§ **Problem a**
Answer these from the dollar store column below, one answer per line, marked the same way:
(i) What business did the writer hope would replace the demolished club on North U.S. 1?
(ii) According to Google Maps, how many Family Dollar stores are within the city limits?
(iii) What kind of guy does Joe call himself?
***** Text
BIG KID NOW: Am I crazy or do we have way too many dollar stores?

The city's Economic Developer Joe Mannarino says there are 12; I feel it's more like 50.
by: Emily Blackwood News Editor

Last week I was told — either through a dream or in an email I accidentally deleted — that a Wawa was going to replace the recently demolished Cheaters Gentlemen's Club on North U.S. 1. 

Thrilled with the idea, I immediately called up the city's Economic Developer Joe Mannarino for a confirmation. My heart literally sank when he told me that there was not going to be a Wawa, but another Dollar General. 


Frustrated and hangry (hungry + angry), I ranted about my misfortunes to my friend, Madeline. She agreed with my stance on Ormond not needing another dollar store, and through our combined mathematical efforts (yikes), we figured out that Ormond already has 17.  

I harassed Joe for what was probably the fifth time this week (sorry, there's a fruit basket en route to city hall), and he guessed there were 12 dollar stores within our city limits. According to Google Maps, there are a total of 10: three Dollar Generals, two Dollar Trees, four Family Dollars and one A&G Dollar Store. 

So really, who knows. 

Though the number isn't definite, I'd say anything over five seems a bit excessive. Now I love a bargain — dollar stores are where I exclusively buy my tealight candle packs — but Ormond is not that big, and I think we've passed our limit. 

"It's an indicator of the market," Joe explained to me in the "Emily calm down" voice my dad always uses. "We're not recruiting them, but obviously there is a market for them because they're here." 

Self-described as a "free market kind of guy," Joe said that though it's hard to determine exactly why so many dollar stores are here, it might have something to do with the fact that it's not just Ormond folk we need to take into consideration. Residents of Holly Hill and unincorporated Volusia County might also be frequenting these stores.
**********
***** Stored data
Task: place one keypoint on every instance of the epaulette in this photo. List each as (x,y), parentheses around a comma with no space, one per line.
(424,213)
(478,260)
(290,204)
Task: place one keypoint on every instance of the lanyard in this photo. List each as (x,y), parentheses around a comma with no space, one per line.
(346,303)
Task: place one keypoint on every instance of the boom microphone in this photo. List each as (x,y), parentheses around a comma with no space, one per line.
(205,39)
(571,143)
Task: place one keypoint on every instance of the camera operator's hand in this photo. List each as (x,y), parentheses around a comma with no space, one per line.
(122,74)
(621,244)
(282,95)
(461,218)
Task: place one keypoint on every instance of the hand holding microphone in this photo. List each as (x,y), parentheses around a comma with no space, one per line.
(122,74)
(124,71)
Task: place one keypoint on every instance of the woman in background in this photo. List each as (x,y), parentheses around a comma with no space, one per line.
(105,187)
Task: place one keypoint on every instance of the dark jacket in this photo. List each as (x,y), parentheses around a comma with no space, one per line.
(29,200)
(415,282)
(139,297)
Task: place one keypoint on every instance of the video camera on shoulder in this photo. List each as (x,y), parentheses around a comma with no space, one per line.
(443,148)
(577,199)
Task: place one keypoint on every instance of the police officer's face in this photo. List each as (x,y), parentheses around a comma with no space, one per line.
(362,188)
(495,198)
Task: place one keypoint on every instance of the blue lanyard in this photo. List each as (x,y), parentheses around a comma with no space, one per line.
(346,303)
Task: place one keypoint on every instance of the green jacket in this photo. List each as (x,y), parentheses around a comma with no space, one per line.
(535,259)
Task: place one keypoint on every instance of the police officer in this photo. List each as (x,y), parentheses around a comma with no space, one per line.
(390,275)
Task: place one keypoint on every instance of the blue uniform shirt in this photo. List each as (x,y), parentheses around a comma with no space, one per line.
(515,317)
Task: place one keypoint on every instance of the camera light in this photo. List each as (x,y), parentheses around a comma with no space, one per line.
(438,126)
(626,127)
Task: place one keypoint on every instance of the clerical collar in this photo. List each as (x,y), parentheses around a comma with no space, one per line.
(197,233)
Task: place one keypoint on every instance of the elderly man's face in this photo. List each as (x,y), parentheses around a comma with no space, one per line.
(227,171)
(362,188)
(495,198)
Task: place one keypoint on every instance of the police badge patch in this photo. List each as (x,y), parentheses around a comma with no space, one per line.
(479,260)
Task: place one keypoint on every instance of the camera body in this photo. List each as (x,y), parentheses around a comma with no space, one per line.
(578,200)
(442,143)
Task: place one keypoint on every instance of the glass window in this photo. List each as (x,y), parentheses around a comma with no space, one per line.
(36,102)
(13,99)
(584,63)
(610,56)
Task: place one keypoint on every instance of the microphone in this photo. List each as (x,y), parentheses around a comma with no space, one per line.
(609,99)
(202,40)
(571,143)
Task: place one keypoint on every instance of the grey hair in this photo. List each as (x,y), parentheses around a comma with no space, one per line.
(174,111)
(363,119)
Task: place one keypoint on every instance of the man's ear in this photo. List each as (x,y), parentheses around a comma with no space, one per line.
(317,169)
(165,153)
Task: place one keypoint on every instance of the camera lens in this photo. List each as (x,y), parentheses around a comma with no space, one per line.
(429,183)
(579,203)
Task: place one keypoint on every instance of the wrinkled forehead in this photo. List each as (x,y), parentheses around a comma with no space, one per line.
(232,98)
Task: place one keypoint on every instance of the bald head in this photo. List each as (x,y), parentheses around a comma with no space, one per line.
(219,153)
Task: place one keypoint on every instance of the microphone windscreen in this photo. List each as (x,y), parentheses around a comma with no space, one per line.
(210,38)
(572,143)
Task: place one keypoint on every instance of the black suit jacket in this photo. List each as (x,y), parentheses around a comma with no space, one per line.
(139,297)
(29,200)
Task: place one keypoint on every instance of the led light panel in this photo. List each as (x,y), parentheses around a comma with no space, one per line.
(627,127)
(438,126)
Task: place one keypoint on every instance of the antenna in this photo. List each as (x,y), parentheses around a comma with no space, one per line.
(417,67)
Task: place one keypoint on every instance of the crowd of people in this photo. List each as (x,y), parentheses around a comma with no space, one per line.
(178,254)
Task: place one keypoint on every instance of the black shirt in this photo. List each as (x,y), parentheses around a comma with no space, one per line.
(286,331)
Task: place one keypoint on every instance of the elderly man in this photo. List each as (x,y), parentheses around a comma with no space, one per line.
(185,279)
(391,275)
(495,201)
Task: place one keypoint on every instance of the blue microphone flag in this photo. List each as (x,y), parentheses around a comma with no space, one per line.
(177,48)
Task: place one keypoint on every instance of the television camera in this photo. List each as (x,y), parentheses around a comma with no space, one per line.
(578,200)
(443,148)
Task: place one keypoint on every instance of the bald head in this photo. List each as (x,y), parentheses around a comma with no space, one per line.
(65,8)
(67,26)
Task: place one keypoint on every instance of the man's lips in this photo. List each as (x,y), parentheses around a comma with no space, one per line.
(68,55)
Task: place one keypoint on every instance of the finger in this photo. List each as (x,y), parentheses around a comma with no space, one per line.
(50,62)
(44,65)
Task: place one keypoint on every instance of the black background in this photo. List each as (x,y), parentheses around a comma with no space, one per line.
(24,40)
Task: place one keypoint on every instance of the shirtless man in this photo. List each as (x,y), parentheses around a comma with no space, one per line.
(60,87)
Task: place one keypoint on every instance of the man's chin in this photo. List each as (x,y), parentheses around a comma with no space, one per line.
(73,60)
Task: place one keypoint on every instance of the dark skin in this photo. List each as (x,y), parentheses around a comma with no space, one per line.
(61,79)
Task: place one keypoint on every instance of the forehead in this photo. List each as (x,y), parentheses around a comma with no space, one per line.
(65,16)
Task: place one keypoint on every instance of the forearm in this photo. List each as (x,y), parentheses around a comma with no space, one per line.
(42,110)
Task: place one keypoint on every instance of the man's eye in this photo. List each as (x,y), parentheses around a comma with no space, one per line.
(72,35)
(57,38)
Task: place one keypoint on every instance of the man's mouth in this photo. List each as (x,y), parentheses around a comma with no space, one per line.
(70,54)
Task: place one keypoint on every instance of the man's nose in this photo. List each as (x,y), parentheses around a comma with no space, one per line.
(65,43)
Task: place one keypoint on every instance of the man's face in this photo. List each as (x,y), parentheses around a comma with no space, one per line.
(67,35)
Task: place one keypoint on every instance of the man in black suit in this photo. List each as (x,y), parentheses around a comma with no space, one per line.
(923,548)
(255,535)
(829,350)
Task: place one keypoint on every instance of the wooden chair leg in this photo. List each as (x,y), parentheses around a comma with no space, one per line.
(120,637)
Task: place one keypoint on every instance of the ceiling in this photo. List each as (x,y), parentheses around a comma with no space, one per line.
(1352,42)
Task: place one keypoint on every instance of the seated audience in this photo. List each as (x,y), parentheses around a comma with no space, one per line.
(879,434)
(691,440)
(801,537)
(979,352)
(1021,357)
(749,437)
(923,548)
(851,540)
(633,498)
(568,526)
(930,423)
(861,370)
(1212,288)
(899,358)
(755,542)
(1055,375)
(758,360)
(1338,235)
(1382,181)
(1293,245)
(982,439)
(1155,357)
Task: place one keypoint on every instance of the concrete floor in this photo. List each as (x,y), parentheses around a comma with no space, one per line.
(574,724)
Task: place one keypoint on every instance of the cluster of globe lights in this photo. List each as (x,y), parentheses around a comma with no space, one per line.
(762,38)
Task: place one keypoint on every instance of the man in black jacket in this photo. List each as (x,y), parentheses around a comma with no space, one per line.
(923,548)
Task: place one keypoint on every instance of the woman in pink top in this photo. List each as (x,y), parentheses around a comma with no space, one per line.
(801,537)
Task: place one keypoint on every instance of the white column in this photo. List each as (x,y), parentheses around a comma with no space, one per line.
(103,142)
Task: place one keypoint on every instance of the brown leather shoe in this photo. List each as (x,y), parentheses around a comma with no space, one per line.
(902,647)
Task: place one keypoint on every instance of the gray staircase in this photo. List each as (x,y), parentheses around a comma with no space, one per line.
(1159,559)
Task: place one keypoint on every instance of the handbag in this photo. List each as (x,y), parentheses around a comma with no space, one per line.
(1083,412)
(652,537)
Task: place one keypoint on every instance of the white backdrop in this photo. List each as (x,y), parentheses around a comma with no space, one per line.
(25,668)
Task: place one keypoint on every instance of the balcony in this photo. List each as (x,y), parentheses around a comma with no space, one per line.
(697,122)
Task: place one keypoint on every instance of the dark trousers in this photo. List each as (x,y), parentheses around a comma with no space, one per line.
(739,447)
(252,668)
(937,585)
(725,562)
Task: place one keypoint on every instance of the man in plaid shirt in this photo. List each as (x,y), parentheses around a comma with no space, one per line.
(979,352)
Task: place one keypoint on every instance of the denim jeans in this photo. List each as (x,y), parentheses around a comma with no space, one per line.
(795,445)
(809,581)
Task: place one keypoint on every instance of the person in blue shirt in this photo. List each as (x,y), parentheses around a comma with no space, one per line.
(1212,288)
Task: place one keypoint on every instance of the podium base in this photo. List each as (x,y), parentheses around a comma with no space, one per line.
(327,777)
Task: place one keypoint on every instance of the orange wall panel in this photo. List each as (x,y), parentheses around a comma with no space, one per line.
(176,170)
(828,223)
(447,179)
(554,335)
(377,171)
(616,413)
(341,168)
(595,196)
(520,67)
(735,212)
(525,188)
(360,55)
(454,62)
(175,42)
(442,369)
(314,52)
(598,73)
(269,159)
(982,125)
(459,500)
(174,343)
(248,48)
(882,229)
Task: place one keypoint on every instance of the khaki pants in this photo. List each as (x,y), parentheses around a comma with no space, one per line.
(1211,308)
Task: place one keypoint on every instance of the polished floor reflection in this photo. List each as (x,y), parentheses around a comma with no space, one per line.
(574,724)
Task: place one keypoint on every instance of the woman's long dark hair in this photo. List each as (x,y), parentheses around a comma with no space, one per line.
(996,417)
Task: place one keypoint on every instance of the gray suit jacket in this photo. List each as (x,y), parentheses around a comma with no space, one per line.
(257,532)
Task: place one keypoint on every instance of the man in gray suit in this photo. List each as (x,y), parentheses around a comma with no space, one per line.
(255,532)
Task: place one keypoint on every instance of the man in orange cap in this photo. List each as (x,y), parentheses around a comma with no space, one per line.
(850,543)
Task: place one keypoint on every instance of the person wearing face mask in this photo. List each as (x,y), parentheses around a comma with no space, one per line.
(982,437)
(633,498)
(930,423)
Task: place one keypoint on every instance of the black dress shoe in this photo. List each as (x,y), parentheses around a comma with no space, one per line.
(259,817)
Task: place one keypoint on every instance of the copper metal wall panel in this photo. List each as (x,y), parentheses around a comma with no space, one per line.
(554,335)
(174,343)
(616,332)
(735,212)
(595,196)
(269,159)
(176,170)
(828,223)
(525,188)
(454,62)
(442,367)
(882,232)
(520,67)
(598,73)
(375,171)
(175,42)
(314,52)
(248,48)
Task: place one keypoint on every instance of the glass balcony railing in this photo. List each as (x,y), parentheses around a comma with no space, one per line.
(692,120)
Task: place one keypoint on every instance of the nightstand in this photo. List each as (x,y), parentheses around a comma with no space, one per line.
**********
§ **Problem b**
From the records above, pull out every line that contains the string "dark", with case counting in the match.

§ **Full answer a**
(i) A Wawa
(ii) Four
(iii) A "free market kind of guy"

§ **Full answer b**
Task: place one keypoint on every instance of the dark jacket in this photo. List each as (x,y), parentheses around a comma with no space, one per line.
Task: place one keypoint on every instance of the dark skin in this photo. List each as (x,y), parentheses around a comma with no space, one per line.
Task: place one keypoint on every instance of the dark trousers in this photo. List each as (x,y), parentheses around a comma with no space, one per line.
Task: place one keypoint on every instance of the woman's long dark hair in this photo. List each as (x,y), parentheses around a comma with no space, one per line.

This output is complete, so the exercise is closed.